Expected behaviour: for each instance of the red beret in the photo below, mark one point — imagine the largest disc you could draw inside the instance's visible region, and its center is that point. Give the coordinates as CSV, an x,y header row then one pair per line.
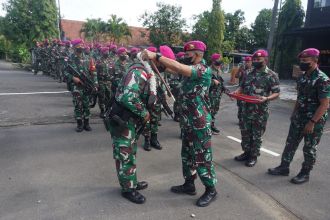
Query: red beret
x,y
248,58
310,52
260,53
152,49
134,50
180,55
195,45
121,50
215,57
166,51
104,50
77,42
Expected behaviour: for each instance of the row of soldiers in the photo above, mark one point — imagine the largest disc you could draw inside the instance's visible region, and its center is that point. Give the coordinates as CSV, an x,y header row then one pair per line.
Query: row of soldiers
x,y
128,88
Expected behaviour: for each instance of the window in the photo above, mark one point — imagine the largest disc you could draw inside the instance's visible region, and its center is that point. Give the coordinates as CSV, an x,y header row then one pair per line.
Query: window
x,y
321,3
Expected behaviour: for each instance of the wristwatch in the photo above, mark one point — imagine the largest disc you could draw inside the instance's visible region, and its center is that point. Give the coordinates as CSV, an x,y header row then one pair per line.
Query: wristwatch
x,y
158,55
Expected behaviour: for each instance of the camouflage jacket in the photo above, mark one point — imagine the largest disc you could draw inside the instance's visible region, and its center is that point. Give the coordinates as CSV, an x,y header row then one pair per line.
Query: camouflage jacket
x,y
311,88
82,65
120,70
261,83
133,90
216,90
195,101
104,69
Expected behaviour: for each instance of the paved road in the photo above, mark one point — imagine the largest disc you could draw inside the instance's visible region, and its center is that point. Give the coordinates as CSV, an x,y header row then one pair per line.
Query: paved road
x,y
48,171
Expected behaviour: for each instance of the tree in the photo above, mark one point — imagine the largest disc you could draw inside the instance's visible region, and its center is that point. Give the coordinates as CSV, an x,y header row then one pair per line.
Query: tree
x,y
27,21
93,29
216,30
165,25
261,28
233,23
117,29
200,28
286,47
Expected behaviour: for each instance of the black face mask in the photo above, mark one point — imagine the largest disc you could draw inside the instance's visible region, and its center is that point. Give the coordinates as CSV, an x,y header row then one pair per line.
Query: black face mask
x,y
304,66
79,50
257,65
187,60
122,58
161,69
217,63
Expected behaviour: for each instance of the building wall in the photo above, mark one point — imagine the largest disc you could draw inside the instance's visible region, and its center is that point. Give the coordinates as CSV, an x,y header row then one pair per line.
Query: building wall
x,y
140,36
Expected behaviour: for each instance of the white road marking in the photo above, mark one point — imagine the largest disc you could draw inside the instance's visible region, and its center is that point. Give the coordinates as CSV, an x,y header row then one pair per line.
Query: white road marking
x,y
31,93
262,149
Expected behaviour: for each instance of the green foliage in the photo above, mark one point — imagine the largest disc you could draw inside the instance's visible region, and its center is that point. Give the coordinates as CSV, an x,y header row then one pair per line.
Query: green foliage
x,y
27,21
113,30
261,28
287,47
216,30
200,28
165,25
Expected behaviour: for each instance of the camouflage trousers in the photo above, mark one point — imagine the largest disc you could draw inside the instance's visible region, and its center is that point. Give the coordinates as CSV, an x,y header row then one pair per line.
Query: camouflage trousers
x,y
252,131
104,94
152,125
214,106
310,141
124,152
80,103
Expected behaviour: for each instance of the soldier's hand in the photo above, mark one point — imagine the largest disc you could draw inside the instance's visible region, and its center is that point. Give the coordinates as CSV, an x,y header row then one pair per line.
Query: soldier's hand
x,y
147,117
76,80
309,128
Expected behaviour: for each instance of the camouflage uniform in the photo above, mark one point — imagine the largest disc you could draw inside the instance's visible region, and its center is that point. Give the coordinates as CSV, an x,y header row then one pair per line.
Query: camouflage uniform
x,y
243,72
132,94
215,92
255,116
310,90
104,69
79,92
196,152
120,70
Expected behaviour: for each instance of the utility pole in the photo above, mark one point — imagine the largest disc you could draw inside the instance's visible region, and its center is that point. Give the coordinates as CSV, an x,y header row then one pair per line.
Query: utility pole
x,y
59,20
272,27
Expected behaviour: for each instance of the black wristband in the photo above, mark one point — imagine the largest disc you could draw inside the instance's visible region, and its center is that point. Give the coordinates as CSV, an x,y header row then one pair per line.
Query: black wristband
x,y
158,56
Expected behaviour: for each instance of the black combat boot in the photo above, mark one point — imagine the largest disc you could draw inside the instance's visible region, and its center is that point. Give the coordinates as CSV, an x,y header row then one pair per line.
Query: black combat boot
x,y
146,145
209,195
302,177
102,113
80,127
251,161
214,129
242,157
281,170
154,142
141,185
187,188
134,196
86,125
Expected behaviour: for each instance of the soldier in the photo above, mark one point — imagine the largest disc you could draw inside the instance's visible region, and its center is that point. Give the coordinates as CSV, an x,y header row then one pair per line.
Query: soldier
x,y
308,118
264,83
80,91
196,150
151,129
104,69
135,93
175,84
216,89
132,56
241,75
120,68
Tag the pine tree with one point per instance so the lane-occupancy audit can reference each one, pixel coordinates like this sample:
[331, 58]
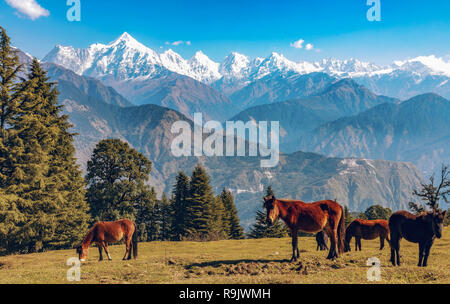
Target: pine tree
[261, 229]
[231, 223]
[200, 203]
[9, 69]
[145, 206]
[179, 205]
[9, 98]
[117, 176]
[166, 218]
[44, 181]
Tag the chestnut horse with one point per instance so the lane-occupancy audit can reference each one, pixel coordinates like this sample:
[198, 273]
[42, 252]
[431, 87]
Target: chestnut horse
[310, 218]
[367, 230]
[422, 229]
[103, 233]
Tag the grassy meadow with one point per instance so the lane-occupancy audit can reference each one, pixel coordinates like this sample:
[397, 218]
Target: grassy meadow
[244, 261]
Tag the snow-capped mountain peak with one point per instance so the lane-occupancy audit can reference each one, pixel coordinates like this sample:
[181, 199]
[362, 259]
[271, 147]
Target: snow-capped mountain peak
[126, 58]
[235, 66]
[425, 64]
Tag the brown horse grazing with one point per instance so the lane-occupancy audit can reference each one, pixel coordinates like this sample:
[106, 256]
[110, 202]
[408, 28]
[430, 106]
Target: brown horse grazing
[322, 241]
[103, 233]
[311, 218]
[422, 229]
[367, 230]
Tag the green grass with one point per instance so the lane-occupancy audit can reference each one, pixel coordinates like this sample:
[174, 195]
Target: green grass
[244, 261]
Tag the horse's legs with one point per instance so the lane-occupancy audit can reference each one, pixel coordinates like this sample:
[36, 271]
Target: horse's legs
[294, 234]
[427, 253]
[100, 251]
[397, 251]
[128, 249]
[421, 252]
[332, 234]
[106, 250]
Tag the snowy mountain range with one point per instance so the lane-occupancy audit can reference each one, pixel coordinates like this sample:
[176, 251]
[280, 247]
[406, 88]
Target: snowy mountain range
[125, 58]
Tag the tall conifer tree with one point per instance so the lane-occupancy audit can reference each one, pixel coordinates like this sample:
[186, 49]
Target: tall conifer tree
[231, 223]
[179, 205]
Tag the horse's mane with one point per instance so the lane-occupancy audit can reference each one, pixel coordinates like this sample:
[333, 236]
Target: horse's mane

+++

> Stated problem
Print every entry above again without changing a word, and omit the pictures.

> Exercise result
Expected behaviour: for each instance of the red beret in the photo below, mark one point — imagine the largest disc you could draw inside the instance's visible region, and its center is that point. Give the coordinates as CSV, an x,y header row then one pair per line.
Query: red beret
x,y
248,58
310,52
260,53
152,49
134,50
180,55
195,45
121,50
215,57
166,51
104,50
77,42
Expected behaviour: for each instance of the row of soldiers in the photo above, mark one point — imagine the largest disc you could draw inside the instance's visible region, and its center is that point. Give the coordinates as CSV, an x,y header row then one pair per line.
Query: row of soldiers
x,y
128,88
Expected behaviour: for each instance of the window in the photo above, mark one point — imagine the largest disc you could draw inside the instance's visible region, and its center is that point. Give the coordinates as CSV, an x,y header row then one pair per line.
Query: window
x,y
321,3
Expected behaviour: for each instance of the wristwatch in the photo above, mark one point — imagine the largest disc you could draw inside the instance's visible region, and its center is that point. Give the coordinates as CSV, an x,y header row then one pair per line.
Query: wristwatch
x,y
158,55
Expected behaviour: for each instance of the camouflage jacket in the photo above, mark one point — imagine the largest disc you could draw inside the instance's visible region, and its center is that point. Give the coordinates as CSV, an x,y header row then one pair per line.
Query: camouflage jacket
x,y
311,88
82,65
120,70
261,83
133,90
216,90
195,101
104,69
Expected behaviour: for each instance of the paved road in the photo above, mark one point — imagine the largest disc you could draw inside the instance's visible region, and its center is that point. Give the coordinates as CSV, an x,y header row then one pair per line.
Query: paved road
x,y
48,171
Expected behaviour: for each instance of the tree in the photo above, mark one point — imagine the largest disc you could draw inside the instance's visible region, and its center is that point. Give the coordinates as CSV, an x,y header row then one pair per line.
Query: tree
x,y
27,21
93,29
216,30
165,25
261,28
233,23
117,29
200,28
286,47
Expected behaviour: for each instance of the black face mask in the photo above, mark one point — imagine the largest disc you could draw inside the instance's visible region, and its center is that point. Give the coordinates as CSV, an x,y header row then one pair per line.
Query: black face mask
x,y
304,66
79,50
257,65
187,60
122,58
161,69
217,63
Expected behaviour: for each instance of the building wall in the photo above, mark one point — imagine the largest disc you could draw inside the instance's visible region, and its center is that point. Give the coordinates as CSV, an x,y header row then one pair per line.
Query: building wall
x,y
140,36
Expected behaviour: for each instance of the white road marking in the photo above, mark one point — imagine the largest disc you could draw inside the instance's visible region, and its center is that point. Give the coordinates as CSV, an x,y header row then one pair per line.
Query: white road marking
x,y
31,93
262,149
Expected behaviour: for each instance of the green foliage in the photo above, mark one point — imagine the largest disc you could draw inside the instance's visible region, and its center is that point. Give the coordinates as CSV, an x,y header row then one pair per line.
Query: green foliage
x,y
27,21
113,30
261,28
287,47
216,30
200,28
165,25
Expected behaviour: for each instance of the camouflage trousers in the photo above, mark one point — imagine the largest disc you could draw inside the instance's visible region, and its center is that point. Give the coordinates as CSV, an x,y header row then one pair per line.
Query: camouflage trousers
x,y
252,131
104,94
152,125
214,106
310,141
124,152
80,103
Expected behaviour: for each instance of the soldier's hand in the photo above, mark one point — imagine the largest disc you could draw inside the instance's visible region, and its center is that point. Give the coordinates as CSV, an x,y header row then one pair per line.
Query: soldier's hand
x,y
147,117
76,80
309,128
Expected behaviour: for each instance of the camouflage uniform in the photo above, mark one point — imagine the largest disc you could draw inside the instance's visible region, and its center is that point. Give the coordinates as CSV, an x,y header row then one pair per line.
Query: camouflage uniform
x,y
243,72
132,94
215,92
255,116
310,90
104,69
79,92
196,152
120,70
Expected behaviour: for each instance of the utility pole in the photo above, mark one point — imagine the largest disc you could draw inside the instance's visible region, and its center is that point. Give the coordinates as CSV, an x,y header row then one pair per line.
Query: utility pole
x,y
59,20
272,27
Expected behaviour: for each instance of the black wristband in the photo above, mark one point — imagine the largest disc you could draw inside the instance's visible region, and its center is that point. Give the coordinates as CSV, an x,y header row then one pair per line.
Query: black wristband
x,y
158,56
Expected behaviour: for each instance of the black combat boot in the photo above, mark one point — imagine the largest disc you could draw inside the instance's visible region, and its center is that point. Give the coordinates as CSV, an x,y header row then one pair per line.
Query: black combat boot
x,y
146,145
209,195
302,177
102,113
80,127
251,161
214,129
242,157
281,170
154,142
141,185
187,188
134,196
86,125
Expected behaviour: for each instance of the soldier in the photo above, mark one point — imagine the largest disc you could draw inside the instance's visible region, and its center is that point. Give the coordinates as CSV, an x,y header row then one pair per line.
Query: soldier
x,y
308,118
264,83
80,91
196,150
151,129
104,69
135,93
175,84
216,89
132,56
241,75
120,68
Tag the pine tree with one point per instance so the lane-occupancy audit can reference each one, pixel coordinates like this sample:
[331, 58]
Target: pine tree
[261, 229]
[231, 223]
[200, 203]
[9, 69]
[145, 206]
[179, 205]
[9, 98]
[117, 176]
[166, 218]
[44, 181]
Tag the chestnut horse with one point per instance so the lane-occupancy audit can reference each one, pixel coordinates like this sample:
[198, 273]
[42, 252]
[431, 87]
Target: chestnut horse
[310, 218]
[367, 230]
[422, 229]
[103, 233]
Tag the grassy meadow with one point per instance so the lane-occupancy audit can reference each one, pixel coordinates like this sample:
[397, 218]
Target: grassy meadow
[244, 261]
Tag the snow-capped mountain peak with one point per instance so the lane-occupancy audit can reference each one, pixel coordinates like this sample:
[181, 199]
[362, 259]
[271, 147]
Target: snow-capped mountain peak
[126, 58]
[235, 66]
[425, 64]
Tag the brown horse grazing with one point per instance so the lane-occupancy audit can reference each one, pixel coordinates like this sample:
[106, 256]
[110, 202]
[408, 28]
[430, 106]
Target: brown horse grazing
[322, 241]
[103, 233]
[311, 218]
[422, 229]
[367, 230]
Tag the green grass with one point per instance so the lane-occupancy audit can reference each one, pixel coordinates like this sample:
[174, 195]
Target: green grass
[244, 261]
Tag the horse's legs with one point per instance so the lane-occupancy audit can reference each one, pixel coordinates like this sample:
[36, 271]
Target: horse's legs
[294, 234]
[427, 253]
[100, 251]
[397, 251]
[128, 249]
[421, 252]
[332, 234]
[106, 250]
Tag the snowy mountain range with one point per instance so the lane-occupancy audit can reference each one, pixel coordinates like this sample:
[176, 251]
[280, 247]
[406, 88]
Target: snowy mountain range
[125, 58]
Tag the tall conifer tree with one point per instance so the lane-occupancy audit can reference each one, pixel coordinates like this sample:
[186, 49]
Target: tall conifer tree
[231, 223]
[179, 205]
Tag the horse's mane with one point per instance so the lane-occupancy audit can reference each one, pixel coordinates like this sample:
[333, 236]
Target: horse's mane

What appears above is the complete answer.